### Supplied passage:
State of Play’s TL;DR
- Illinois’ problem gambling safety net is still patchy, and recovering gamblers are increasingly relying on each other to fill the gaps.
- A new report highlights how peer-led support, from Gamblers Anonymous meetings to a recovery podcast, is doing work that formal treatment systems often do not.
Reporting from Capitol News Illinois and Illinois Answers Project examines how people in recovery are building support networks in Illinois while formal resources lag.
The story centers on Gamblers Anonymous, the 12-step program founded in the 1950s, and on the podcast “Gambling Recovery: Taking Back Your Life,” launched in February 2025 by Jimmy M. with counselor Sam Sherman.
The podcast airs every other week and features people in recovery, family members, counselors, journalists, and lawmakers. It now draws more than 2,000 monthly downloads across 90 countries. Jimmy said he started it after finding that gambling-related podcasts often focused on how to win, not how to stop. As one GA member, Dave K., put it:
“A lot of people are looking for hope … they feel helpless.”
The reporting also points to structural gaps. Many GA members add individual counseling, but gambling-certified therapists in Illinois are limited. Insurance usually does not cover gambling treatment unless a person also has an alcohol or drug use disorder.
Gambling help marketing not keeping pace
The clearest takeaway is that access to help can be uneven even in a major market like Chicago. The article says there is at most one GA meeting a day within city limits on most days, with two on Wednesdays, and that large parts of the city, especially poorer South and West Side neighborhoods, lack nearby meetings. It also says there are no GA meetings in Chinatown.

### Material provided:

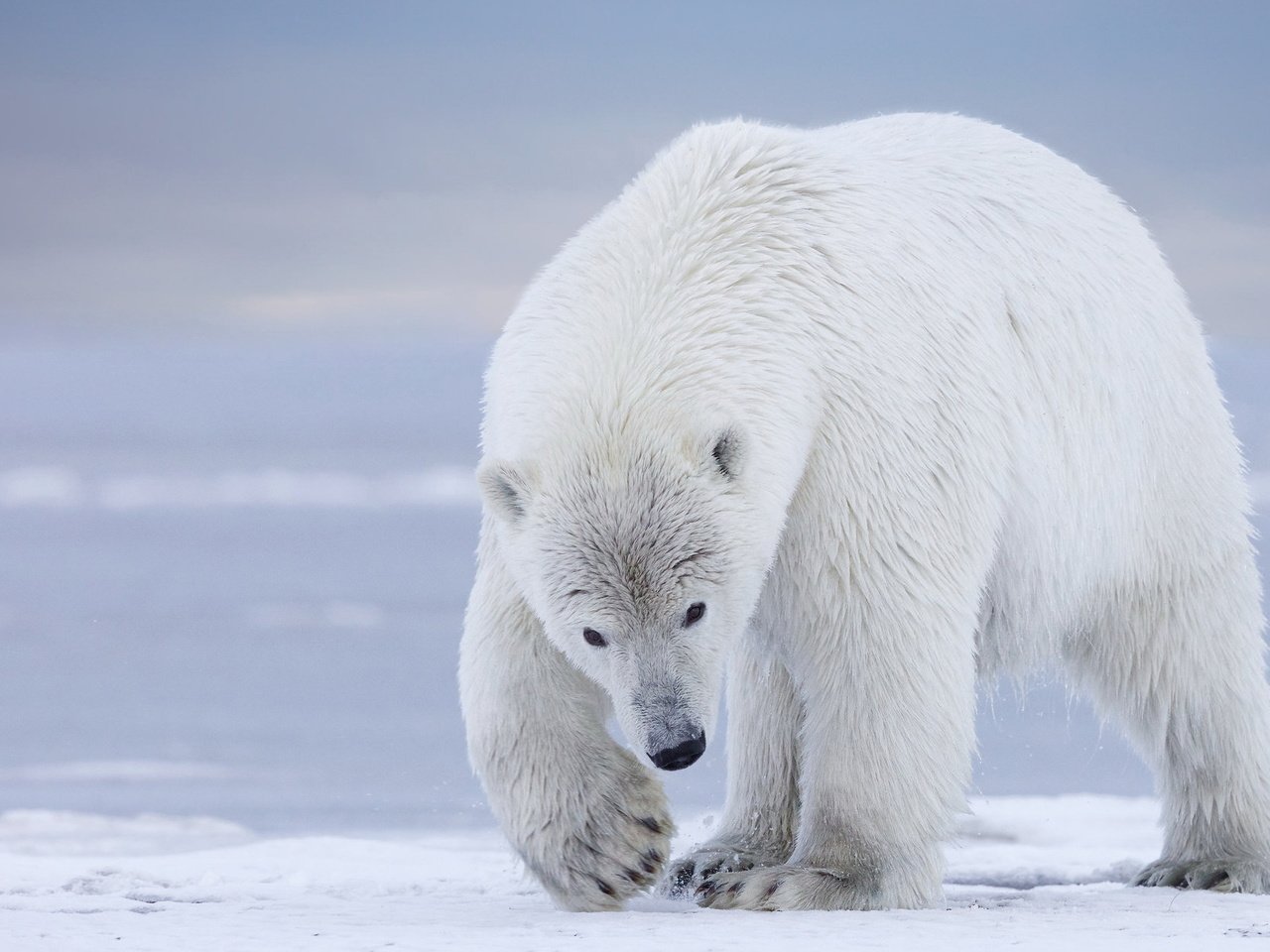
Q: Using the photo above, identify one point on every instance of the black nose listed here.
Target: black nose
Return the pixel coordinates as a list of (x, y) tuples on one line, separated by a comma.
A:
[(681, 754)]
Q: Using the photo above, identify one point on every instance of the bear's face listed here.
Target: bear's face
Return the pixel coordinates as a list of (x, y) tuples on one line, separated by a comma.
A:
[(629, 560)]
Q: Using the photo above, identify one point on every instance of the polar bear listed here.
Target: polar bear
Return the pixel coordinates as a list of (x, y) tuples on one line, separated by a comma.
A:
[(858, 413)]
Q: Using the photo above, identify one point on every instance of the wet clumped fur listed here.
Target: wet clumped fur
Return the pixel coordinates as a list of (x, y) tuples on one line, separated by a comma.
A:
[(898, 404)]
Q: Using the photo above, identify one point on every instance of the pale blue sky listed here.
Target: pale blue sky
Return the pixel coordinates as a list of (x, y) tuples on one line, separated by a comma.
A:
[(409, 166)]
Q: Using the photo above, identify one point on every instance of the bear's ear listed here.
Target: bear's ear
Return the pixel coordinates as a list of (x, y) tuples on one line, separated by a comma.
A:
[(726, 451), (506, 490)]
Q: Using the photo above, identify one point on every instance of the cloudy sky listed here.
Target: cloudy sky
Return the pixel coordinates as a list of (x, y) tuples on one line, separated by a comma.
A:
[(397, 166)]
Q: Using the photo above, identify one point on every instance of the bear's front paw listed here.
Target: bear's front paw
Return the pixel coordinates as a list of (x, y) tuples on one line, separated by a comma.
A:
[(1229, 875), (689, 874), (794, 888), (612, 849)]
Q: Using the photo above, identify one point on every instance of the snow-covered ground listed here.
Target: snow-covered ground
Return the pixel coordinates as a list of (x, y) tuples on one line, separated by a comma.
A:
[(1028, 873), (231, 584)]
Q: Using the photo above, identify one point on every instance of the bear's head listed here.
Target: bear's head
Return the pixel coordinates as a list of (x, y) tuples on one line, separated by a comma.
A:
[(633, 555)]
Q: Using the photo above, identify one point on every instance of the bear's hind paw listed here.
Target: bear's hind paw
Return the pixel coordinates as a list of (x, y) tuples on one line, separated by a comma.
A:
[(792, 888), (1216, 875)]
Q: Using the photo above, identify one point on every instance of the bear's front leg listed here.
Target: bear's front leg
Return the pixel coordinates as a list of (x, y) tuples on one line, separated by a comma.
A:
[(589, 821), (757, 826), (885, 752)]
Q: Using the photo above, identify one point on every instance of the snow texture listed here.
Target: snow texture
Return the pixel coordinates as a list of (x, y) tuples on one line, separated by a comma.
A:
[(1033, 873)]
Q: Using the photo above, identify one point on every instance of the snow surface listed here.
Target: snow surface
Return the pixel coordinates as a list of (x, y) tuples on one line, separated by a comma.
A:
[(231, 583), (1028, 873)]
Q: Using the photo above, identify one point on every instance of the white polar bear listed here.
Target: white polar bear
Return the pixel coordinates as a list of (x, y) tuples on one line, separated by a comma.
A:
[(861, 412)]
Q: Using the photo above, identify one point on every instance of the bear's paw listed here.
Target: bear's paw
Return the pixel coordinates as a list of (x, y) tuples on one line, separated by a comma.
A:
[(788, 888), (612, 851), (1223, 875)]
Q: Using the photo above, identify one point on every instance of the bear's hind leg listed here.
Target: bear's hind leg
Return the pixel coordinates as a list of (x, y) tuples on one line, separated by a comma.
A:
[(758, 823), (884, 757), (1182, 666)]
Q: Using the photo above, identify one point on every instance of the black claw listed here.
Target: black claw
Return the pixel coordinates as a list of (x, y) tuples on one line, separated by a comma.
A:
[(684, 876)]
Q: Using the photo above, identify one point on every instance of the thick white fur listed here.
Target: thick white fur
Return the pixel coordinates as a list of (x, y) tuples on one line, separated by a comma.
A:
[(966, 422)]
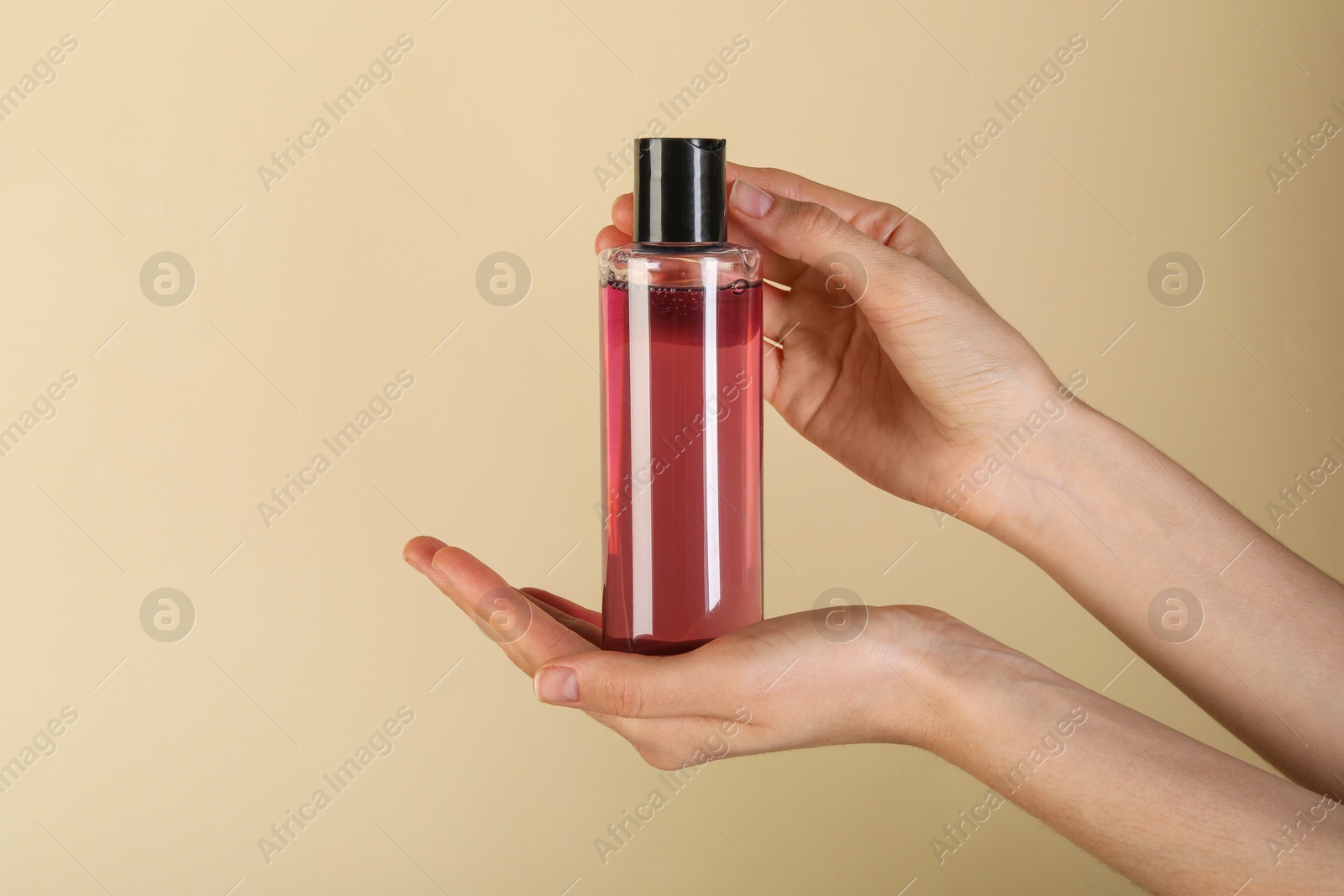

### Work instructions:
- 1) In the gambling recovery article, retype the passage that begins at the words "State of Play’s" and stop after the words "fill the gaps.".
- 2) Using the gambling recovery article, explain in one to three sentences why Jimmy M. started the podcast "Gambling Recovery: Taking Back Your Life."

### Answers in order:
- 1)
State of Play’s TL;DR
- Illinois’ problem gambling safety net is still patchy, and recovering gamblers are increasingly relying on each other to fill the gaps.

- 2) Jimmy M. started the podcast because he found that gambling-related podcasts often focused on how to win rather than how to stop.